- [Task brief]:
Could you copy exactly the line that contains "Question. The photo above holds the wave face." and every line after it to the end of the records, and nothing more?

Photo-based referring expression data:
★ ★ ★ ★

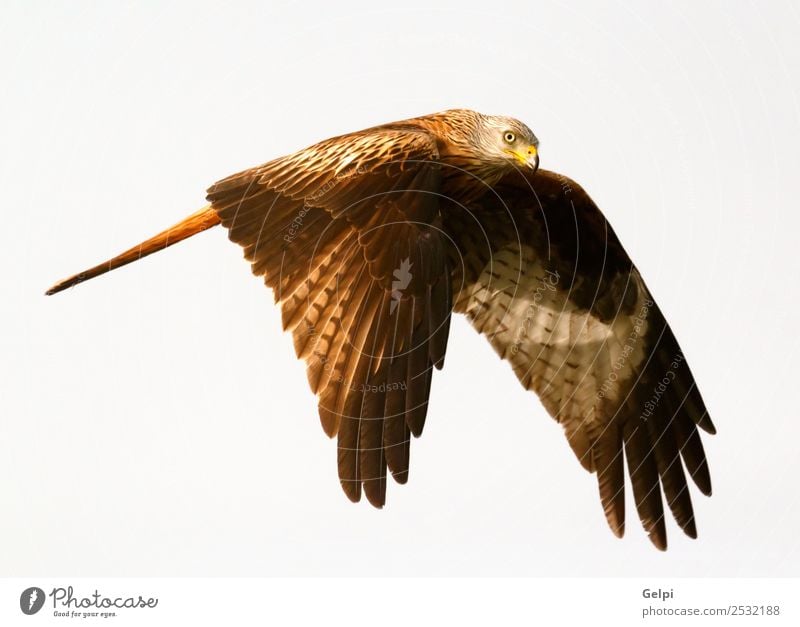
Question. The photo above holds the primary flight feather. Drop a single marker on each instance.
(371, 240)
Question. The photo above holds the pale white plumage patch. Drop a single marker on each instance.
(580, 366)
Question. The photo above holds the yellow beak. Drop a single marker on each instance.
(528, 158)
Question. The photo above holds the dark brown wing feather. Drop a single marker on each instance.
(538, 270)
(347, 234)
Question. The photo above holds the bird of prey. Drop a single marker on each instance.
(371, 240)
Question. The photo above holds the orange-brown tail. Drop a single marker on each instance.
(194, 224)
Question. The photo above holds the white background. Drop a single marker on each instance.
(155, 421)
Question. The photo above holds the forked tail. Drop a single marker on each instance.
(199, 221)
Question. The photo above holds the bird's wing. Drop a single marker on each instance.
(347, 235)
(542, 275)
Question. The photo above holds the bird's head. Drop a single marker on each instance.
(507, 141)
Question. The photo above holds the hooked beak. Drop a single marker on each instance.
(528, 158)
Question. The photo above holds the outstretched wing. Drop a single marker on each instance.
(346, 234)
(541, 273)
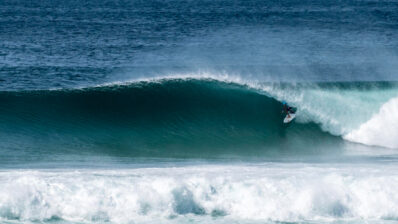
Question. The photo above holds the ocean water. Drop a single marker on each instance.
(169, 111)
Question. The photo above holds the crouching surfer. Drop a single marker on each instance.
(287, 109)
(290, 112)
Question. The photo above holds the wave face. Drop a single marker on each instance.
(190, 118)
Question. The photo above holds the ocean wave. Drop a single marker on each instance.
(272, 193)
(186, 116)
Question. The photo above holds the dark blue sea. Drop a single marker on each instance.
(169, 111)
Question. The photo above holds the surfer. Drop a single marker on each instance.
(287, 109)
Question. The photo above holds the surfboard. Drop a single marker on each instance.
(289, 119)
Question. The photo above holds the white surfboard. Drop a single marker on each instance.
(289, 119)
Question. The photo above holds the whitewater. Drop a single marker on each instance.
(170, 111)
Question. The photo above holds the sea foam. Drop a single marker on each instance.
(256, 193)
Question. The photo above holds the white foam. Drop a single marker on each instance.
(381, 129)
(270, 192)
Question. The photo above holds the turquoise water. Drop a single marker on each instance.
(169, 111)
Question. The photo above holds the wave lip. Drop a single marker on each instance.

★ ★ ★ ★

- [Solution to this task]:
Question. The photo above holds the wave face. Drop a single marker on each instance.
(190, 118)
Question. The photo above holds the ocean wave. Drop a single marker on each instance.
(272, 193)
(186, 116)
Question. The photo above holds the dark blue sea. Drop a single marker on each instance.
(169, 111)
Question. The photo above holds the surfer. Drop a single marker on each instance.
(287, 109)
Question. The photo above holds the surfboard. Drop a single marker on each instance.
(289, 119)
Question. The photo above holds the white surfboard. Drop a single marker on each instance.
(289, 119)
Question. The photo above holds the whitewater. Drop a single marker on each instance.
(170, 111)
Question. The photo above holds the sea foam. Drop a single marker on each instance.
(256, 193)
Question. The photo above holds the white foam. Drop a single marker on each instance.
(381, 129)
(270, 192)
Question. The photo above holds the turquoise water. Drop a single marker on each instance.
(169, 111)
Question. The photo above holds the wave lip. Drop a single marker on each instance.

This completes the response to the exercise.